What to work on: From the listing below, copy out unchanged the part that opens with the line containing "leaf blade and record the pixel coordinates." and closes with the line containing "(1003, 888)", both of those lines included.

Information supplied:
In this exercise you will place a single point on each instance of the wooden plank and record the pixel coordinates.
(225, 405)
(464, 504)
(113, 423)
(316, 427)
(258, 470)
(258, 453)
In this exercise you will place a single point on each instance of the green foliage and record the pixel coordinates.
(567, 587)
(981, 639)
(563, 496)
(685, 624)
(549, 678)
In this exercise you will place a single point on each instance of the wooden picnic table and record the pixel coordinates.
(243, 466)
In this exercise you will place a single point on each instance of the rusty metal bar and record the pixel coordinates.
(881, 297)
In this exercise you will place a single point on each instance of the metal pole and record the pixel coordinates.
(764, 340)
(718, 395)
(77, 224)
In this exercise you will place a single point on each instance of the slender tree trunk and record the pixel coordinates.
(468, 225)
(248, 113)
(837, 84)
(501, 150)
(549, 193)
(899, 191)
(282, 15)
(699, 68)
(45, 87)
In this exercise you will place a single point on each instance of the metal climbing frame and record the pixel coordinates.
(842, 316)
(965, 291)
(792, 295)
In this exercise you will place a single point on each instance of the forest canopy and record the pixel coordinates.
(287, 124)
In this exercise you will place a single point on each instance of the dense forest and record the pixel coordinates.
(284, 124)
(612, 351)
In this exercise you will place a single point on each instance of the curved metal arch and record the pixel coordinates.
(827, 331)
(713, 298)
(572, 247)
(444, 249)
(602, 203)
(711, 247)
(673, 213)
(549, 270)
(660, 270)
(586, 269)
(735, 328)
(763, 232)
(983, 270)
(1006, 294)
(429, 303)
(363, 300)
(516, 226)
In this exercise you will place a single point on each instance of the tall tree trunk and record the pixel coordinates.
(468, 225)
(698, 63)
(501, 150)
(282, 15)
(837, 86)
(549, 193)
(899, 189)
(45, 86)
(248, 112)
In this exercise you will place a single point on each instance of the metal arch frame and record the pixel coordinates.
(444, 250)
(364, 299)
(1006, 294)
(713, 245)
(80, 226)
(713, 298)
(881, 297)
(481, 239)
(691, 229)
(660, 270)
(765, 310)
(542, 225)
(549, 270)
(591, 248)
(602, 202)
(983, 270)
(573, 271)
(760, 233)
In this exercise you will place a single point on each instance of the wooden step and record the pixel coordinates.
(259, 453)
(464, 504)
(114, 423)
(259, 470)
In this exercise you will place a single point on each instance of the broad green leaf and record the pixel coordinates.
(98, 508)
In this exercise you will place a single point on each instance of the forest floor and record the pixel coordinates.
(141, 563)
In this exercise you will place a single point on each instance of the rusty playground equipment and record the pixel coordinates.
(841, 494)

...

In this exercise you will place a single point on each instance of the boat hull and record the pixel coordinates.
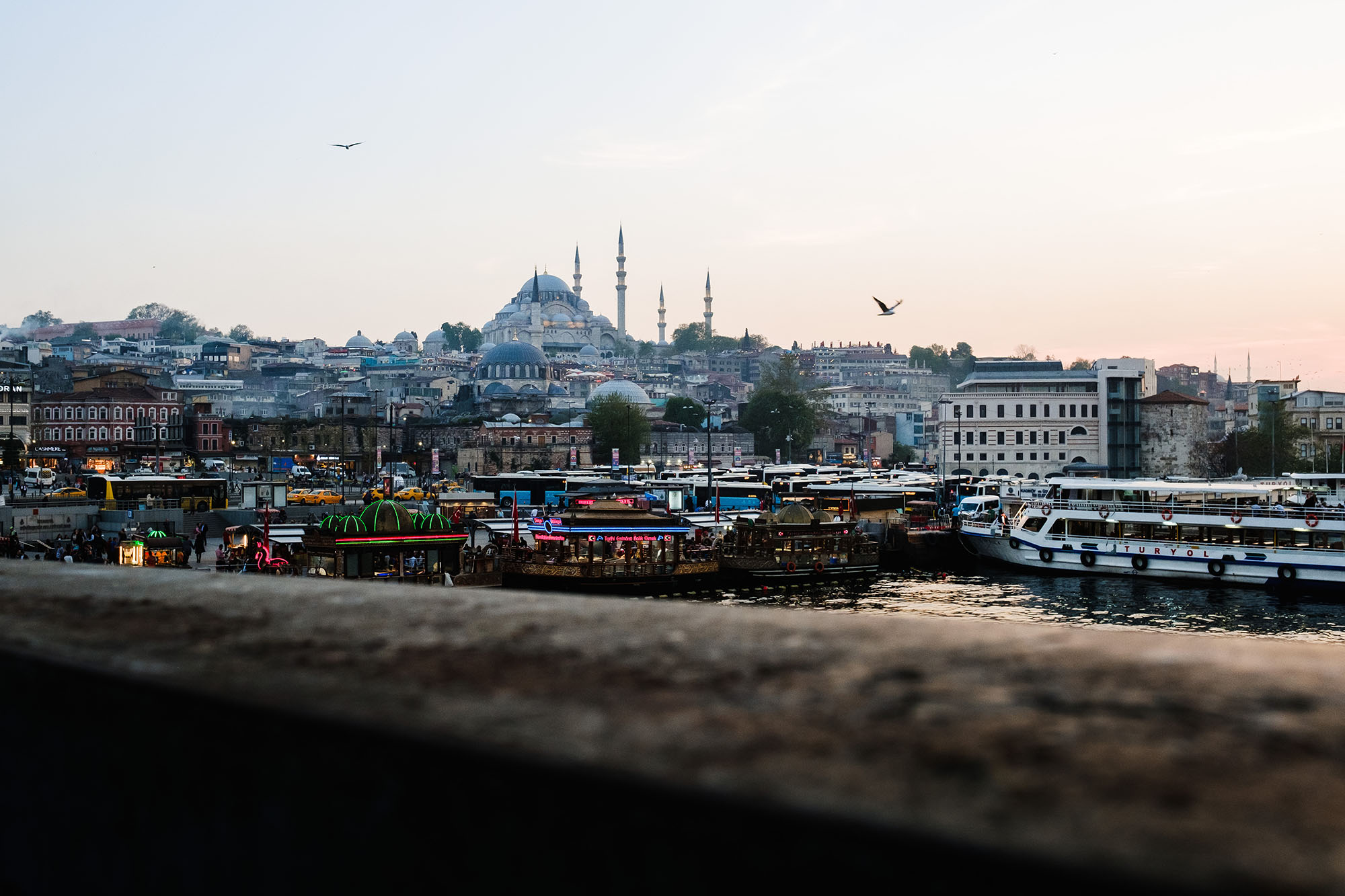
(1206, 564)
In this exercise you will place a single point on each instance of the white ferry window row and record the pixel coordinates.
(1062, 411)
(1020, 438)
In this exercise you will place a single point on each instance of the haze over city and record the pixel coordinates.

* * *

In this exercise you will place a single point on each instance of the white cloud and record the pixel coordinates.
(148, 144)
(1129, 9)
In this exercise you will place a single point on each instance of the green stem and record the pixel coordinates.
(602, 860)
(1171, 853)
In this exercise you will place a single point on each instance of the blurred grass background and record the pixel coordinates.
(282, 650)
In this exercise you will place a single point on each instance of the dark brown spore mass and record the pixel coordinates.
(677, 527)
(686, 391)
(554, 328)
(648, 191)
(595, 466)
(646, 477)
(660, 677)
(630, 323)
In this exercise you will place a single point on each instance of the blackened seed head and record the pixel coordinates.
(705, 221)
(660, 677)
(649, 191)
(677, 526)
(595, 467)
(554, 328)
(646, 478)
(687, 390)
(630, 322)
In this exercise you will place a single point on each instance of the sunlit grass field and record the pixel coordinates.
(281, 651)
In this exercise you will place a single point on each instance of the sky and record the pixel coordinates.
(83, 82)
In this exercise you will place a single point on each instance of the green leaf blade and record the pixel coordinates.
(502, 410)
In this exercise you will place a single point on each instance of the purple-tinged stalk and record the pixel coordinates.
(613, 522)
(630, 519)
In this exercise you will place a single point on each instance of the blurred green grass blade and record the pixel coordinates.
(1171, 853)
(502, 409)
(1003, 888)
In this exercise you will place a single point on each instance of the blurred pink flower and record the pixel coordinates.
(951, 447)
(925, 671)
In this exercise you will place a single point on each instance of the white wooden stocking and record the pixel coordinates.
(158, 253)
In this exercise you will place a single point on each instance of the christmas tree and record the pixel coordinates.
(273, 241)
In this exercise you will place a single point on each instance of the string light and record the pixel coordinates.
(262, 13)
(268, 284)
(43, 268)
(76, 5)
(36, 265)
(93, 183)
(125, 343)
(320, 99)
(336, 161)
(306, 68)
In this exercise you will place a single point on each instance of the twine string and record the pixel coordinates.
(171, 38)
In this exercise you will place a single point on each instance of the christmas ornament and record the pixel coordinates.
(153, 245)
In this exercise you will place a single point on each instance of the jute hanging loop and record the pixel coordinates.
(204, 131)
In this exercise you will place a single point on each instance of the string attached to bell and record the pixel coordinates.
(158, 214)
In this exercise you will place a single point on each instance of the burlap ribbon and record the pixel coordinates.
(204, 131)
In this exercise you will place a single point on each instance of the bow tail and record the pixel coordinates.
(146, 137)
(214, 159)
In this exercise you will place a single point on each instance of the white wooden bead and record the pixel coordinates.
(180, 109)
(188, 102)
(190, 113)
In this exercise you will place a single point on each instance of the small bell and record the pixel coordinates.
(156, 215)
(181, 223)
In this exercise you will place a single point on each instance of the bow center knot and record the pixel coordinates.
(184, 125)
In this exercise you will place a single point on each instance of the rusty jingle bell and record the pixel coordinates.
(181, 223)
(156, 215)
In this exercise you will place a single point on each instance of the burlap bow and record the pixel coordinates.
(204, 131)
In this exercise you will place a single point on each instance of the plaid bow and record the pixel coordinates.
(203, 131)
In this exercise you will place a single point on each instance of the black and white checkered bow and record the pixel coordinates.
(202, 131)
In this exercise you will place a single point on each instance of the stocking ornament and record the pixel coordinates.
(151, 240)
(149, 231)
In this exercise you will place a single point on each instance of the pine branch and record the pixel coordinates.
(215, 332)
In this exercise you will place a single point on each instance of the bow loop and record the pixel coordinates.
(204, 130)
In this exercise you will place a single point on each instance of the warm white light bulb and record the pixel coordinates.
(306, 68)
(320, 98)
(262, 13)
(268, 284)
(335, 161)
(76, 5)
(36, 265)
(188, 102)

Response:
In this exercise you will place a single point on each instance of the green leaf blade and record the pixel coordinates.
(502, 410)
In this exercise you will place a single point on each instance of the purple-tinged stalk and record the pixel coordinates.
(613, 522)
(630, 519)
In this exercise you will place a single point on each instance of the blurred green grass blade and record the pixel coordinates.
(1171, 853)
(502, 409)
(1003, 888)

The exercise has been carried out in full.